— BEGIN —

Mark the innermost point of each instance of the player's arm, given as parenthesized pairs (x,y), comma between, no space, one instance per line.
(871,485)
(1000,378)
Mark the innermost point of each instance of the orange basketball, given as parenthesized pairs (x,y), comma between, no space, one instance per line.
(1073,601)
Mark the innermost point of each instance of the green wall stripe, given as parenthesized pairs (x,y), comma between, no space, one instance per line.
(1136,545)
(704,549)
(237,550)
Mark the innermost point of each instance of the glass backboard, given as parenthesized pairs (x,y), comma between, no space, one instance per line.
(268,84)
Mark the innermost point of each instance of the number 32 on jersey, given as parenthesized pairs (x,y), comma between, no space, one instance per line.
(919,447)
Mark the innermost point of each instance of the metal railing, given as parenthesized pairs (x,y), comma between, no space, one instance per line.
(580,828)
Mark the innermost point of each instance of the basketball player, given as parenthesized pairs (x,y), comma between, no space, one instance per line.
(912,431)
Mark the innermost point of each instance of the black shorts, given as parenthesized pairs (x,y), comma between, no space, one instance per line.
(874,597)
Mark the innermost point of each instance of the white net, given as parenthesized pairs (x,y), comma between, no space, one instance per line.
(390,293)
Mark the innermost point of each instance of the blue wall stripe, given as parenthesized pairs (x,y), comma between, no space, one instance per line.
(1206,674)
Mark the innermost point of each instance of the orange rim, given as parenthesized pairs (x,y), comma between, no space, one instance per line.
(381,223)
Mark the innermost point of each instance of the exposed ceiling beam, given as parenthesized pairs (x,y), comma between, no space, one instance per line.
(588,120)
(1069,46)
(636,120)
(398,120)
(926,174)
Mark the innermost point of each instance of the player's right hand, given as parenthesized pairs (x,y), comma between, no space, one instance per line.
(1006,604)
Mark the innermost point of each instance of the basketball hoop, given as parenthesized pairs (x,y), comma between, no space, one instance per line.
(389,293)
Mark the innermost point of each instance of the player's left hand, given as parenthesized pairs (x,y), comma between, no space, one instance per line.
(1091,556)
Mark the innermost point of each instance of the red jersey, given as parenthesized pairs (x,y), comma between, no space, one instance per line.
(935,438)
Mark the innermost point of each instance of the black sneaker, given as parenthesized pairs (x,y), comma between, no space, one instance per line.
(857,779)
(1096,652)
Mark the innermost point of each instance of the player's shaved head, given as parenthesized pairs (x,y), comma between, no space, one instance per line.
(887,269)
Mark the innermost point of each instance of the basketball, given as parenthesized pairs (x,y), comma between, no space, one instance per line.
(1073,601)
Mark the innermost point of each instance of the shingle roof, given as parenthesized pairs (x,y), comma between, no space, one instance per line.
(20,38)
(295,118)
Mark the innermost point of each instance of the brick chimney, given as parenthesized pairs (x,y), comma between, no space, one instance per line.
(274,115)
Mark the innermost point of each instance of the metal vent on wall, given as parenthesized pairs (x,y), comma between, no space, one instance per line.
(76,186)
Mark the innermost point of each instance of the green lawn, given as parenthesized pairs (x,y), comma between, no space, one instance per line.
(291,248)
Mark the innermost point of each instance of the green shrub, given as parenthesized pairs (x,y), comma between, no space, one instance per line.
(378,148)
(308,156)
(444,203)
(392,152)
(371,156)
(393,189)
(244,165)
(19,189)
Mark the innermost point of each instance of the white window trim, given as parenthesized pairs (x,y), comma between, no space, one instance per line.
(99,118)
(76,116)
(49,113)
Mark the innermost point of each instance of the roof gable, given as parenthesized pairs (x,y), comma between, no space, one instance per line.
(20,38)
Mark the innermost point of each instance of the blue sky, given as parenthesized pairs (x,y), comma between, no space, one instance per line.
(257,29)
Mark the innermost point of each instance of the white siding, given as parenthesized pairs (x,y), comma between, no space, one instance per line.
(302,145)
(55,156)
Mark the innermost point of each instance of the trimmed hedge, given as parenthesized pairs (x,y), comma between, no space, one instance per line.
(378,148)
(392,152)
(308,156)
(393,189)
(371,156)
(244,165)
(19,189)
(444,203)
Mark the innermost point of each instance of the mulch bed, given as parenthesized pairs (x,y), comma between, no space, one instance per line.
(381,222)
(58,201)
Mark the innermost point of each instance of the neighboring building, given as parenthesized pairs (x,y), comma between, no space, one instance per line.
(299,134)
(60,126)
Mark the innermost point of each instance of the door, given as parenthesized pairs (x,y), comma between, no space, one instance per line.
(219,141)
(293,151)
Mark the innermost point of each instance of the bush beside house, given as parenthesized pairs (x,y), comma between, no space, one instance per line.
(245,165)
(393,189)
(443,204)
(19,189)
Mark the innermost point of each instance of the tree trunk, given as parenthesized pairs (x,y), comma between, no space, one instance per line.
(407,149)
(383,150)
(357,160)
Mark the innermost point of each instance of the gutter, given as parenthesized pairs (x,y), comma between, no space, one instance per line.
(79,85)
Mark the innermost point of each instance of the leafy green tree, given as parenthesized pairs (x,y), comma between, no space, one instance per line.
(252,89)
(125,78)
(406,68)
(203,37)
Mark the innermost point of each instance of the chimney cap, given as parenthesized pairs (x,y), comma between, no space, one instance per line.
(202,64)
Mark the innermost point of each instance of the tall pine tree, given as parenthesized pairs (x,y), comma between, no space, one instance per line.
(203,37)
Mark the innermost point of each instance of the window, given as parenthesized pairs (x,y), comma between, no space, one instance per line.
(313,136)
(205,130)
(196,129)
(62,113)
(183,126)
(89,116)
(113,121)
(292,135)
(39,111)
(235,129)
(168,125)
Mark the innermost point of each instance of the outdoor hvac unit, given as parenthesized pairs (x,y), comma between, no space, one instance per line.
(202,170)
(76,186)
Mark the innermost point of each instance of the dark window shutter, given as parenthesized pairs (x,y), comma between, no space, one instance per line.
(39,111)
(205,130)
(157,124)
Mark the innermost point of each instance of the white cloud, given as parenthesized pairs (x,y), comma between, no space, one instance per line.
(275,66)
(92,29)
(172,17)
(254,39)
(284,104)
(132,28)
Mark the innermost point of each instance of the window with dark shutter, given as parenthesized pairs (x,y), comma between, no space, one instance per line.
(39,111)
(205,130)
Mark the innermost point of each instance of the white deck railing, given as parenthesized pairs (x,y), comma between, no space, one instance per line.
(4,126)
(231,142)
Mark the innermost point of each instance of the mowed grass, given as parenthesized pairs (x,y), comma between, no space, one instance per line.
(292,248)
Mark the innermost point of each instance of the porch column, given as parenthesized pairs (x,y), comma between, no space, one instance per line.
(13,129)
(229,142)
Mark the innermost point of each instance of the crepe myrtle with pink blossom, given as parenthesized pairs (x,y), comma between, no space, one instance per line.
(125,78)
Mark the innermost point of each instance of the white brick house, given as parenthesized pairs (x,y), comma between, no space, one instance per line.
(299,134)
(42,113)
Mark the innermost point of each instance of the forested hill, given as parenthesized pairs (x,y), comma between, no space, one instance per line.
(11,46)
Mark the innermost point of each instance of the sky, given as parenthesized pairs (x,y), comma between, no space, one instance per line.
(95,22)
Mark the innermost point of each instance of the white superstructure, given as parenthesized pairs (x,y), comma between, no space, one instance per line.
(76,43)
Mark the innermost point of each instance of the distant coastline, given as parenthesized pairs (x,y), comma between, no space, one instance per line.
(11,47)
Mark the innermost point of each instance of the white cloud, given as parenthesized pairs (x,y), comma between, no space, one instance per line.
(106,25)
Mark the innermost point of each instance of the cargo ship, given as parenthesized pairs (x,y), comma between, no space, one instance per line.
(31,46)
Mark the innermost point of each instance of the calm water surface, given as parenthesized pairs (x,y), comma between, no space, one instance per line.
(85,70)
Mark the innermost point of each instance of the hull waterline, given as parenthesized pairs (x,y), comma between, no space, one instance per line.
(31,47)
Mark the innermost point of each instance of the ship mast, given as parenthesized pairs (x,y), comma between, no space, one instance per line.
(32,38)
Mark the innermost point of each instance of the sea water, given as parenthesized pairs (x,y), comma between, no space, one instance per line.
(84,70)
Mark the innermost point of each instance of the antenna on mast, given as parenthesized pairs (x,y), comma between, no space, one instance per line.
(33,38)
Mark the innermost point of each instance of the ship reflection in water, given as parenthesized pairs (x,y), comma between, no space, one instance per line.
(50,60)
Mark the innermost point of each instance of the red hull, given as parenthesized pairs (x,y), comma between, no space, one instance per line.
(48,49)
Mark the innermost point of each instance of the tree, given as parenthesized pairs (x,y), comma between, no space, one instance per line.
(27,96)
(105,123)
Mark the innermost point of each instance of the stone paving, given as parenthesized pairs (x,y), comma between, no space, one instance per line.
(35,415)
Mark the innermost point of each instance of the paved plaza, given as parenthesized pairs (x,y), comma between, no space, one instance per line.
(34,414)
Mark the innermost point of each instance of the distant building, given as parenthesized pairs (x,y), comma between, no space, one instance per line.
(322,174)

— END —

- _WHAT YOU SHOULD DO_
Reproduce nothing but the lines from the line containing "distant coastline, given" to the last line of the data, each exactly as written.

- _OUTPUT FOR THIS TASK_
Mark the innermost point of each instance of the distant coastline, given as parenthesized pairs (x,y), comma between, no space, one instance per line.
(11,47)
Mark the innermost point of each instance of the white cloud, given as parenthesized pairs (x,y), comma between, no space, one instance per line.
(106,25)
Mark the innermost point of each instance of the cargo ship, given as parenthesized pairs (x,y), comma between, no space, one instance per line.
(31,46)
Mark the innermost point of each instance of the calm water surface, given as parenthesized pairs (x,y), comma between, no space, one instance per line.
(85,70)
Mark the innermost point of each instance of the hull waterline, given as parenthesized pairs (x,y), comma between, no space, one instance per line.
(31,47)
Mark the innermost point of each instance of the ship mast, given as parenthesized pairs (x,y), comma between, no space, one instance per line.
(32,38)
Mark the innermost point of each instance of the sea water, given as parenthesized pairs (x,y), comma between, no space, one instance per line.
(84,70)
Mark the innermost point of each instance of the antenna on mast, given as parenthesized pairs (x,y), comma between, no space, one instance per line.
(33,38)
Mark the innermost point of each instance of the ship reflection in water, given as parenthesized pairs (x,y), comma between, no space, one instance per line.
(50,60)
Mark the innermost point of each instance of the red hull, given as parenthesized pairs (x,y), comma between, no space, one instance per line.
(48,49)
Mark the innermost point of each instance of the tree, given as parenthesized pairs (x,y), comma between, no space, one instance per line.
(27,96)
(105,123)
Mark the innermost point of each instance of the stone paving, given as parenthesized pairs (x,y), comma between, no space, one instance per line.
(35,415)
Mark the innermost point of each instance of the paved plaza, given as parenthesized pairs (x,y), comma between, no space, one instance per line.
(34,414)
Mark the innermost point of each instance of the distant building, given as parenthesized pairs (x,y), comma between, no space, one instance per line.
(322,174)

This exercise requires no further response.